*The request*.
Extract the lines of the records from the line containing "--target reflection of tree in water" through the line containing "M 84 281 L 114", both included, and repeat them exactly.

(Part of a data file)
________

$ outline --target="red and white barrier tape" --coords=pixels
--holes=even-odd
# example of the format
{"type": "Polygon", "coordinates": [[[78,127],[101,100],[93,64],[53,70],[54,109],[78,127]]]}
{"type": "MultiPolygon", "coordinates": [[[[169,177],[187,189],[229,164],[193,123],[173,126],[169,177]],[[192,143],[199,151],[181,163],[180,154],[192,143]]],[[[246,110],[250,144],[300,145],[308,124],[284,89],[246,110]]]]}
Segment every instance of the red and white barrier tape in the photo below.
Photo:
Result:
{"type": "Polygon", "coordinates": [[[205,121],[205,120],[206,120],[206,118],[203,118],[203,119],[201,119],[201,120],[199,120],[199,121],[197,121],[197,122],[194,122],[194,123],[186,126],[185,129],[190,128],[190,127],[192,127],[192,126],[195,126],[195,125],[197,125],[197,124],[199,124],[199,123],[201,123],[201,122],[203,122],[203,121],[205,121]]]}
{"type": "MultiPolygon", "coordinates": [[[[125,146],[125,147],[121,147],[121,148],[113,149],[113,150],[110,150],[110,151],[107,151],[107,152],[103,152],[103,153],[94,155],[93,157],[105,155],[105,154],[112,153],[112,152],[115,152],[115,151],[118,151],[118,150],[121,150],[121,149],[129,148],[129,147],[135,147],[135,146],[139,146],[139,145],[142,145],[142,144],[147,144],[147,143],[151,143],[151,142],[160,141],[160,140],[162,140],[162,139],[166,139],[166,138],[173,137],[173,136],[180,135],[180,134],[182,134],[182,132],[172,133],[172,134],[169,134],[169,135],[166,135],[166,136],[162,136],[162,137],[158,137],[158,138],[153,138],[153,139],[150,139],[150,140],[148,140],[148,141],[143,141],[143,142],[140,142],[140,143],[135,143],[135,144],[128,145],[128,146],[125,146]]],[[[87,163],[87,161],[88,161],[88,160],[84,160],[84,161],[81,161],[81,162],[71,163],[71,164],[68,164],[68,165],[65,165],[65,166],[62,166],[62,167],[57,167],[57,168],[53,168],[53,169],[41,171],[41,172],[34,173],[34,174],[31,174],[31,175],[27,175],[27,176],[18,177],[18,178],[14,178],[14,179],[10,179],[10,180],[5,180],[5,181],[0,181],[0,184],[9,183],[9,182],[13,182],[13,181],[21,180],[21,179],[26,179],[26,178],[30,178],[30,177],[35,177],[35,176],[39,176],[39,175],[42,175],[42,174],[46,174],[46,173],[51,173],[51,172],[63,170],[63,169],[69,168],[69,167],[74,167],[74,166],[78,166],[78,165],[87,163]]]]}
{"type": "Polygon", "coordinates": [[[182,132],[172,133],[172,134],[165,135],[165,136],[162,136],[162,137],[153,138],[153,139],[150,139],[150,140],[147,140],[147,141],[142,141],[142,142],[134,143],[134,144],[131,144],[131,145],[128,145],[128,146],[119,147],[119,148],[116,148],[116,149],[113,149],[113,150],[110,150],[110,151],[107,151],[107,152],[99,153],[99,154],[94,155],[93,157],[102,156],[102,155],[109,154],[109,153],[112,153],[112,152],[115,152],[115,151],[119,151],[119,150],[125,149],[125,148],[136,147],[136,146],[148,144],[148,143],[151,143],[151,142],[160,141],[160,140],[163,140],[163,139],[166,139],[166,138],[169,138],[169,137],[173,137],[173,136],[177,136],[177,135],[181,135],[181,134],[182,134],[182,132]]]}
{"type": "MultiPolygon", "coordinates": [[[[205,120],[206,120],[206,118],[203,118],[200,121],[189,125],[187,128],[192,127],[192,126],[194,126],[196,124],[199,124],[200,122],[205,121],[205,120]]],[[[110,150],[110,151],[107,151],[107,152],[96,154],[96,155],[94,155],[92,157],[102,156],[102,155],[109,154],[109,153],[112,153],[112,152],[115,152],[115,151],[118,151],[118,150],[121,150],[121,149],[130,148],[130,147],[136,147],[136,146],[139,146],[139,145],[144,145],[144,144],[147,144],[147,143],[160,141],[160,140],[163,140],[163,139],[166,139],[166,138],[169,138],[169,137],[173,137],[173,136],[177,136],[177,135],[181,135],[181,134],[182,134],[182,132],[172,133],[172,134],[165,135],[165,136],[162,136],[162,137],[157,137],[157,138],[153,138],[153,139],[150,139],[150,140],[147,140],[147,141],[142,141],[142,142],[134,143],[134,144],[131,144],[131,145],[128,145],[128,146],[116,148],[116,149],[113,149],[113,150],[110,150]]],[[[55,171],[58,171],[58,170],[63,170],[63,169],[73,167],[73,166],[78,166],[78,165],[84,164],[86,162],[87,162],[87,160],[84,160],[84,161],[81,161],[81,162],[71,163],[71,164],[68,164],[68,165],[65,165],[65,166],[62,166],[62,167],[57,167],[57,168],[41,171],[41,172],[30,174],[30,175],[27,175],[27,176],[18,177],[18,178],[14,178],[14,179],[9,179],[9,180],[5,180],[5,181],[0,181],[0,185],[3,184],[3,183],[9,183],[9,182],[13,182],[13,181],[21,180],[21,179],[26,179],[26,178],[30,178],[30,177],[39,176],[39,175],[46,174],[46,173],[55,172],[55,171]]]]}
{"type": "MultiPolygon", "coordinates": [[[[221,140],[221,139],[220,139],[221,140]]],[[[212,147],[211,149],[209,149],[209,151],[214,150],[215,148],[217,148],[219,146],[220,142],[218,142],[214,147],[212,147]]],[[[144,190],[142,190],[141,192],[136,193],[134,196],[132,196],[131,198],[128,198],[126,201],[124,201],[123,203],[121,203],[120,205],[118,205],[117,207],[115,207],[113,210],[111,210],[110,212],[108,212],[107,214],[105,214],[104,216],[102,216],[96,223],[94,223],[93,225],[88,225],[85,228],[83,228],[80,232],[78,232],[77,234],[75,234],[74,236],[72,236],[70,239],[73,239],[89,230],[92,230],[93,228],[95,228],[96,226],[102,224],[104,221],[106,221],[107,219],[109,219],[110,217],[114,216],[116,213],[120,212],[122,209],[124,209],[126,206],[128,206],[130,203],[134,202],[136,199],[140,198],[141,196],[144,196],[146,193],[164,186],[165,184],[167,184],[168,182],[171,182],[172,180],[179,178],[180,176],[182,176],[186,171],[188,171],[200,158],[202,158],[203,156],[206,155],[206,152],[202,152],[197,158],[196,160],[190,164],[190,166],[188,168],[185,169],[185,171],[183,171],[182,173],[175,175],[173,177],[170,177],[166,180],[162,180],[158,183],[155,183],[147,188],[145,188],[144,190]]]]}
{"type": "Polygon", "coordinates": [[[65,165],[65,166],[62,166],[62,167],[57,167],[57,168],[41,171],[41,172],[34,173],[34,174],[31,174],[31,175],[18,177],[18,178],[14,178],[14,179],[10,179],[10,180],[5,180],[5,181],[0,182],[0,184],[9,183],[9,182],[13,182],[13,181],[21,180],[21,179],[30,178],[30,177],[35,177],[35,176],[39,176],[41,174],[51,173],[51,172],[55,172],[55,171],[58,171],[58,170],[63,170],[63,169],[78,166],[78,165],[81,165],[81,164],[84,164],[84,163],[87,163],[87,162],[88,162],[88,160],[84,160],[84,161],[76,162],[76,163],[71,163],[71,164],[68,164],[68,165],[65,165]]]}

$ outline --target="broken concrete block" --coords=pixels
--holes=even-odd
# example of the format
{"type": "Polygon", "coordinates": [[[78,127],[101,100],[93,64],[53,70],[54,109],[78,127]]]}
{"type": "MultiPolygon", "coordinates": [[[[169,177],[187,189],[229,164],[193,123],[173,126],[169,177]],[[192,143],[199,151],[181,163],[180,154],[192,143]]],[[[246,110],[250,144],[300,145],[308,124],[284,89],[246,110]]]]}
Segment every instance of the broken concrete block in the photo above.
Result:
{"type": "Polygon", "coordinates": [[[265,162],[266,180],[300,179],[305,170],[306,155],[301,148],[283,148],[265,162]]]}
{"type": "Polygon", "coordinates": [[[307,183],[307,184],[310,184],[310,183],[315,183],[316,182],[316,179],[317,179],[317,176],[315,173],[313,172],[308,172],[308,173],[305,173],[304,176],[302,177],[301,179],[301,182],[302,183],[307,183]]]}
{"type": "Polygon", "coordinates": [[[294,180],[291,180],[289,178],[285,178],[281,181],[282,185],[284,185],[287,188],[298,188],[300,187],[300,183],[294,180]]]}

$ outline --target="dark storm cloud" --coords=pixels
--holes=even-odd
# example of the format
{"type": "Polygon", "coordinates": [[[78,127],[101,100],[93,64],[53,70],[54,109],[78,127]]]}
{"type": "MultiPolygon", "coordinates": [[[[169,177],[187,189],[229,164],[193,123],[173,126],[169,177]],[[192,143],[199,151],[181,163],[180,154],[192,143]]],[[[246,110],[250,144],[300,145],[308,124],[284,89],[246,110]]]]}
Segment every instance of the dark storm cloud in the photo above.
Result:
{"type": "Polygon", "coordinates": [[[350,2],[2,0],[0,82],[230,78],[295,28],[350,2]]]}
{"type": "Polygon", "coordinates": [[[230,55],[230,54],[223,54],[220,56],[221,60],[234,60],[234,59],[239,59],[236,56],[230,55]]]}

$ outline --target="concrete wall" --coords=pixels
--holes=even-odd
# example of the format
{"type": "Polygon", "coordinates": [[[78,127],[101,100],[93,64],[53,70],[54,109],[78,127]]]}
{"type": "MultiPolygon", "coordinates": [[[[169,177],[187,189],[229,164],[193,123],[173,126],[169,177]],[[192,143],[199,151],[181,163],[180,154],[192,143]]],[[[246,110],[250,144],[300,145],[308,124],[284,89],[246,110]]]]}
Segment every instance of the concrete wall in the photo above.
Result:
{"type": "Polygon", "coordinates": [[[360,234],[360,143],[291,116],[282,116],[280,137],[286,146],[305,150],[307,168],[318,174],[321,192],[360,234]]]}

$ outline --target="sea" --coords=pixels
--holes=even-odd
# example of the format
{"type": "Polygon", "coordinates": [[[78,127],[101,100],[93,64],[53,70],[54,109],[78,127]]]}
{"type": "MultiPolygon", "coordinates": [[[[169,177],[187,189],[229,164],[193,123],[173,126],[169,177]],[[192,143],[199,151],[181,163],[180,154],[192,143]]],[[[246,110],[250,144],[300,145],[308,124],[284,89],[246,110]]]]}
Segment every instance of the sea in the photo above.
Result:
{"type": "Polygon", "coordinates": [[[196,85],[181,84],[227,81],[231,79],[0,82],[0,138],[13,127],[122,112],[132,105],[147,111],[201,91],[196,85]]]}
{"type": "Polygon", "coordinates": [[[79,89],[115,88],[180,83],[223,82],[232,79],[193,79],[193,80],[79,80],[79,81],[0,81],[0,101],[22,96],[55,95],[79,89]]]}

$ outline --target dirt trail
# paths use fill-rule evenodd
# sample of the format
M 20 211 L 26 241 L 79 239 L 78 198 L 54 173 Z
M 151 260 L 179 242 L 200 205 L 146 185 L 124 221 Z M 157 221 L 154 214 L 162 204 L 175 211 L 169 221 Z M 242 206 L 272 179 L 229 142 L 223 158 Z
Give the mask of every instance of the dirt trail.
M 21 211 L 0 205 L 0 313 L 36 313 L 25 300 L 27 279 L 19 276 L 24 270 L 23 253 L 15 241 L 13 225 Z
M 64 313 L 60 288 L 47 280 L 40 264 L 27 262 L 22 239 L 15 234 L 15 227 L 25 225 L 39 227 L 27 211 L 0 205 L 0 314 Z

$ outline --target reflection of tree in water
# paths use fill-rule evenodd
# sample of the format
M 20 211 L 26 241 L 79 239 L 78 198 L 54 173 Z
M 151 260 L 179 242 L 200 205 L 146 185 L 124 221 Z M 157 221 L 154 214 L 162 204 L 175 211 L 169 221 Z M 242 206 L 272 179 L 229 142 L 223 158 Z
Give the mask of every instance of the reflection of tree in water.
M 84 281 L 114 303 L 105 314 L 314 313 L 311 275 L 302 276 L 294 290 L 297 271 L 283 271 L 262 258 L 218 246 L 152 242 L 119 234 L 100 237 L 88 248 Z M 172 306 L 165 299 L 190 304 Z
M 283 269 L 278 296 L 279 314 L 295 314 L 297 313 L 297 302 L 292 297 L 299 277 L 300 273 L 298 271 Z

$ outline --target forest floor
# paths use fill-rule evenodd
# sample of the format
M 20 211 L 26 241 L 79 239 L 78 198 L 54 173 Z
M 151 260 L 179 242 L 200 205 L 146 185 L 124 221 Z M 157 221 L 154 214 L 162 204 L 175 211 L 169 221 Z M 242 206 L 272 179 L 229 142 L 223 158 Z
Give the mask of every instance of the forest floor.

________

*Output*.
$ outline --target reflection of tree in water
# paths use fill-rule evenodd
# sample of the format
M 20 211 L 26 241 L 79 239 L 78 198 L 54 173 Z
M 151 260 L 179 242 L 200 205 L 146 185 L 124 221 Z M 157 221 L 154 214 L 162 204 L 175 211 L 169 221 Z M 242 206 L 272 179 L 229 142 L 223 158 Z
Give the mask of every instance of the reflection of tree in water.
M 84 281 L 114 303 L 105 314 L 314 313 L 311 275 L 302 276 L 294 290 L 297 271 L 283 271 L 262 258 L 218 246 L 152 242 L 119 234 L 100 237 L 88 248 Z M 172 306 L 165 299 L 190 304 Z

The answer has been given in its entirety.